[Opening SOURCE TEXT section]

Eventually I gave up the electronics industry and returned to the world of wood and much happier and content I am.
Anyway my point is machining, tool making, making parts for old vehicles and engines is how I got into this hobby. I admire the skill in building a loco etc. but its not my thing. Neither is it my thing to just get to the result having the made piece done as quickly as possible to advance the main project be it car, engine or whatever. For me it’s about learning the skill to actually make the piece by hand, although it be on a lathe, I still consider it hand made as opposed to pressing a lot of keys and letting the computer actually make the item for me. For me there is no interest in computer controlled this or that or 3D printing of whatever. I know its is the interest of some here and good luck to you, too each there own but how long before AI starts writing the programmes, you just give a general outline of what you what produced or select it from a menu, load the machine, press a key and soon you have your neeeed item.
Yes, you have the item but where is the satisfaction, the newly learned skilled, that one moment when you suddenly discover a better way to produce a better result that had gone undiscovered by yourself for decades. This is what “some” of the younger generation lack. They only want the end result as quickly and often as cheaply possible. The modern societal goals of greed and the instant gratification have stripped the younger generations of the pleasure of the making, the journey of creation is lost to them.
Building a loco or whatever should not be about the end result or getting there as fast as you can it should be about the enjoyment of the journey. If you crave the finished item to play with great, go buy one already done or play with someone elses but when you’re bored playing with the finished article go back to the shed and enjoying your own journey.

[Closing SOURCE TEXT section]

■ **QUESTIONS ON THE MATERIAL**
1. In the text on hand machining as a hobby, transcribe the passage that begins at the words "Yes, you have" and stops after "lost to them.".
2. According to the text on hand machining as a hobby, which industry did the writer give up before returning to the world of wood?

[Opening DATA SECTION section]

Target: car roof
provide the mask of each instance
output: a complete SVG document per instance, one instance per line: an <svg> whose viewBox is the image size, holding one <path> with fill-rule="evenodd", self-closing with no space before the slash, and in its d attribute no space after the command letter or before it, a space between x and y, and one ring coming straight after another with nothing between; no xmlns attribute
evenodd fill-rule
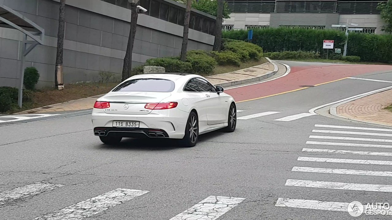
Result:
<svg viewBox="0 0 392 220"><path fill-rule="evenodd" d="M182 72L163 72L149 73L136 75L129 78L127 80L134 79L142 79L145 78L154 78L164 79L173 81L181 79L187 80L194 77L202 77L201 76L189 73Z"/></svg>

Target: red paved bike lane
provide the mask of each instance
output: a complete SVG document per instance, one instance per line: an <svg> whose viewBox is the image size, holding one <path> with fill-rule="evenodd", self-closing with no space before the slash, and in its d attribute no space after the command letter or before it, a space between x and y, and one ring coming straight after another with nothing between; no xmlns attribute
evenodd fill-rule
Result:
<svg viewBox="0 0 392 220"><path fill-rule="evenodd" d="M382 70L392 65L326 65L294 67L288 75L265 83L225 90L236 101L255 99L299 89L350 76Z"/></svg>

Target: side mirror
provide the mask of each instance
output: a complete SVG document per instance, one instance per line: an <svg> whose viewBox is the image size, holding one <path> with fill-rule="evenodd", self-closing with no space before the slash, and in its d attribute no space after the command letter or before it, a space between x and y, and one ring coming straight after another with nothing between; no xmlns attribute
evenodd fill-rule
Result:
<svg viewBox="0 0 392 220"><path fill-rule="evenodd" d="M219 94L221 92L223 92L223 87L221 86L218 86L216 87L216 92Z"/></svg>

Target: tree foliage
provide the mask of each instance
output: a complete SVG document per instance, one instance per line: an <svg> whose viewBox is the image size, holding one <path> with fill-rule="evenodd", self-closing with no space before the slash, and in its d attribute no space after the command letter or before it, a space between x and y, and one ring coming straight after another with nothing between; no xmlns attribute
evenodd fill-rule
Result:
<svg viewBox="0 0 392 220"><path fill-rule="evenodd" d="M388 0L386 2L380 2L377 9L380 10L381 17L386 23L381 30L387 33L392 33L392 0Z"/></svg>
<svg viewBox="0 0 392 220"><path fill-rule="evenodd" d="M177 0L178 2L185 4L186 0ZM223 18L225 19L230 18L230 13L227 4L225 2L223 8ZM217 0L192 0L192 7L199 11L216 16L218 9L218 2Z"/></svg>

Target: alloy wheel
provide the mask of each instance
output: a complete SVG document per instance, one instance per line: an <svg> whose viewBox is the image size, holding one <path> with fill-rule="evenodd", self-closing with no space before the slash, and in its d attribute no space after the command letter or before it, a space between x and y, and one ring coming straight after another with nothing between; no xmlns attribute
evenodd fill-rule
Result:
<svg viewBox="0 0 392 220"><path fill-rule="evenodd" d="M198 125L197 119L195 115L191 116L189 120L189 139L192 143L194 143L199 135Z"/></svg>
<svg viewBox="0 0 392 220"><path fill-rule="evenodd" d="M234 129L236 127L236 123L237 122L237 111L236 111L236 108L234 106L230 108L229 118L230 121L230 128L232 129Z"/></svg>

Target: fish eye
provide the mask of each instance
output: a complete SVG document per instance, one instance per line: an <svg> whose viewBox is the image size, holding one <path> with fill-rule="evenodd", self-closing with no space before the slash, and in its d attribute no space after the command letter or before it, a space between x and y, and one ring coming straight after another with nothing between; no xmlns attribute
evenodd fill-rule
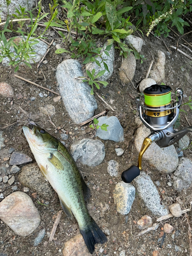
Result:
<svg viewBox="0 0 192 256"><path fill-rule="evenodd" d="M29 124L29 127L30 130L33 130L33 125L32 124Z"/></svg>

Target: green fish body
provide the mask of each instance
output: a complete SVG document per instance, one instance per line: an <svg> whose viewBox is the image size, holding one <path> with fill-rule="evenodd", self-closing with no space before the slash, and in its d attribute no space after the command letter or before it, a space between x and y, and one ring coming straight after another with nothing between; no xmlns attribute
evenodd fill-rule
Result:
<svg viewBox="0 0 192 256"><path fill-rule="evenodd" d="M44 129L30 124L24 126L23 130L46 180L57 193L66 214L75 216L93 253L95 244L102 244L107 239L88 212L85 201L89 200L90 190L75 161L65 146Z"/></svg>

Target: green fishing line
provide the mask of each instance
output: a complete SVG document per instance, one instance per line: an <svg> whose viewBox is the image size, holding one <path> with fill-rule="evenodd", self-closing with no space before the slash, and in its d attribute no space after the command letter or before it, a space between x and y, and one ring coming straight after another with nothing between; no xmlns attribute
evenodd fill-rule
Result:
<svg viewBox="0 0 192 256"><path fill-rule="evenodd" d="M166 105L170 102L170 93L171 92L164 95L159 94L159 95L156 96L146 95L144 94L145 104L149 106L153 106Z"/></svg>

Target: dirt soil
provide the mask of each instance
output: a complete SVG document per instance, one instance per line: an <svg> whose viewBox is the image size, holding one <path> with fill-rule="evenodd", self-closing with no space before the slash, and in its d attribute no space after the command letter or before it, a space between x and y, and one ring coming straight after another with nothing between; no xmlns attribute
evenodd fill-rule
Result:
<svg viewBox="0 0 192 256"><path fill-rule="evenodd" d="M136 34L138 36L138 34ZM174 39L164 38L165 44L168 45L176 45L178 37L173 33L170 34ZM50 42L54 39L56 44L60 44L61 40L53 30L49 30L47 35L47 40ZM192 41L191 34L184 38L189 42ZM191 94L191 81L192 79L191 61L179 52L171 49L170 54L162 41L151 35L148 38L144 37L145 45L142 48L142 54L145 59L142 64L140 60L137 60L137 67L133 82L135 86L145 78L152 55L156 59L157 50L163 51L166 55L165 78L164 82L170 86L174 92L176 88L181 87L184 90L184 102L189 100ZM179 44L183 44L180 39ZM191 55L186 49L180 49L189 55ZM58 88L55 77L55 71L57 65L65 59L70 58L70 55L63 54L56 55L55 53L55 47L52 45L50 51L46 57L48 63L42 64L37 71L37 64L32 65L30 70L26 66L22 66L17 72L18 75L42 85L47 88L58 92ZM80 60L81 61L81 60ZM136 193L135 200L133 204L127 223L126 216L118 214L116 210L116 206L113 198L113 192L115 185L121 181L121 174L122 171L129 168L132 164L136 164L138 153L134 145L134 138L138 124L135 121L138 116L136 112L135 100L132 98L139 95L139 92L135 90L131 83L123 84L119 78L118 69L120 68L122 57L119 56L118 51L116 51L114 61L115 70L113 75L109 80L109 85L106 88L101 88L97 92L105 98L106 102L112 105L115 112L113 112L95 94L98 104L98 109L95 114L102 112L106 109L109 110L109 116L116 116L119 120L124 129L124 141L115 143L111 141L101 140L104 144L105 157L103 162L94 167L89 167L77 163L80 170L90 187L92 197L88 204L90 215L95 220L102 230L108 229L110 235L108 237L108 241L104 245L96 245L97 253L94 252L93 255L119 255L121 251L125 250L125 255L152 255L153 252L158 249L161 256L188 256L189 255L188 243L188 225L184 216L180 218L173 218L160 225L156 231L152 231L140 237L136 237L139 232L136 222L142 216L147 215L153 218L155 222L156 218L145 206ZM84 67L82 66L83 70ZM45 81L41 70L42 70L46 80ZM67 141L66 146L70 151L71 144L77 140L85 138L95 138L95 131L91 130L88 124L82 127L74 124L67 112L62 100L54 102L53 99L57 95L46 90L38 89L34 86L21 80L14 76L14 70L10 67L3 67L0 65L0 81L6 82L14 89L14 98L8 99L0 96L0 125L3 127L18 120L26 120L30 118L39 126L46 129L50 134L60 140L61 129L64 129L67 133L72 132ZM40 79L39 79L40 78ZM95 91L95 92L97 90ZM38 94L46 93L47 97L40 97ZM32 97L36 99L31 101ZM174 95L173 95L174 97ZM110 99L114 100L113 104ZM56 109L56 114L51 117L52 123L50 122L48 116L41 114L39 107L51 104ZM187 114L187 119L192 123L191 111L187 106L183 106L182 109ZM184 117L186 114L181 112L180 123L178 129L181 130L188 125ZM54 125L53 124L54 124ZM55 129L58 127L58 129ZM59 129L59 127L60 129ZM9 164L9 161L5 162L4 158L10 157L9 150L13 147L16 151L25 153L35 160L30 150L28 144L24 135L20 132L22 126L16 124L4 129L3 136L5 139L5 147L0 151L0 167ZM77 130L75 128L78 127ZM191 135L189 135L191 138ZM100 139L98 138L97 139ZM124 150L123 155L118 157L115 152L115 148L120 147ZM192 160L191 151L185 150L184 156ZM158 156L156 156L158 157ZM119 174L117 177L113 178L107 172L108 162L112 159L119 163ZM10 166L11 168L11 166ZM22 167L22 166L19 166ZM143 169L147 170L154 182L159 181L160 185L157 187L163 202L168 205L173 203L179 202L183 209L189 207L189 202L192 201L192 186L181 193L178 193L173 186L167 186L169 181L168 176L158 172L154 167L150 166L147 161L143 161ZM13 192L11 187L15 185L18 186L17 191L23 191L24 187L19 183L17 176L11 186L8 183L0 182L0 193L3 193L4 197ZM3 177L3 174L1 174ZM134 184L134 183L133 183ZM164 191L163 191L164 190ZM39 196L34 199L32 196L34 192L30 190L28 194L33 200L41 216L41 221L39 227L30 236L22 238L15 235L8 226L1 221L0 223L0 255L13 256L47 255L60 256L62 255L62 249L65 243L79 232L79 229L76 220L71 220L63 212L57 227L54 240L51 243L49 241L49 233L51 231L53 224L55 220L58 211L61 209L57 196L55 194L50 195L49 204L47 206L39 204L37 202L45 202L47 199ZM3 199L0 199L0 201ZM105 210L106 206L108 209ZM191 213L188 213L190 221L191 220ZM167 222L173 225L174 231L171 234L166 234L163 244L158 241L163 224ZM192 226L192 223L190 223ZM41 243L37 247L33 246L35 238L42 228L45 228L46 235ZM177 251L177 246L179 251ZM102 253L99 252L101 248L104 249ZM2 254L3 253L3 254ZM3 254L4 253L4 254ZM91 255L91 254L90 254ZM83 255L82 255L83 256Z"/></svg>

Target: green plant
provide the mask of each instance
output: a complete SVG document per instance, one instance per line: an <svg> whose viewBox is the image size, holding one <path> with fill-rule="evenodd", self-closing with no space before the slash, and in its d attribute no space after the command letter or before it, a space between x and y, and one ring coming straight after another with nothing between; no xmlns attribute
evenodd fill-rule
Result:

[Closing DATA SECTION section]

■ **ANSWERS FOR THE EXERCISE**
1.
Yes, you have the item but where is the satisfaction, the newly learned skilled, that one moment when you suddenly discover a better way to produce a better result that had gone undiscovered by yourself for decades. This is what “some” of the younger generation lack. They only want the end result as quickly and often as cheaply possible. The modern societal goals of greed and the instant gratification have stripped the younger generations of the pleasure of the making, the journey of creation is lost to them.

2. The electronics industry.